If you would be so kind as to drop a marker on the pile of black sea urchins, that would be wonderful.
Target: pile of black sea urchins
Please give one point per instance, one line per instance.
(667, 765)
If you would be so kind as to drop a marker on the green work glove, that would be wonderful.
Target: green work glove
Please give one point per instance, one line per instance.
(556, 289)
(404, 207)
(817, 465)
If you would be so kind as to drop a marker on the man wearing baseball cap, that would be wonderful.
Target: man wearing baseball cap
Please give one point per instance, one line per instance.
───
• **OBJECTIVE**
Reproduce all of the entries above word for word, keeping each line as it stands.

• **THE OUTPUT**
If you would be so kind as to drop a marker on the pile of black sea urchins, that would be wonderful.
Target: pile of black sea urchins
Please give one point per instance, one line per instance.
(667, 765)
If you would be so kind as to drop a marker on the green work glove, that would be wonderful.
Target: green work glove
Please give one point per instance, one line per instance.
(556, 289)
(404, 207)
(817, 465)
If you would be so kind as to drop a marker on the man wearing baseball cap, that would be wonderful.
Target: man wearing baseball cap
Please give one point per instance, one line per instance.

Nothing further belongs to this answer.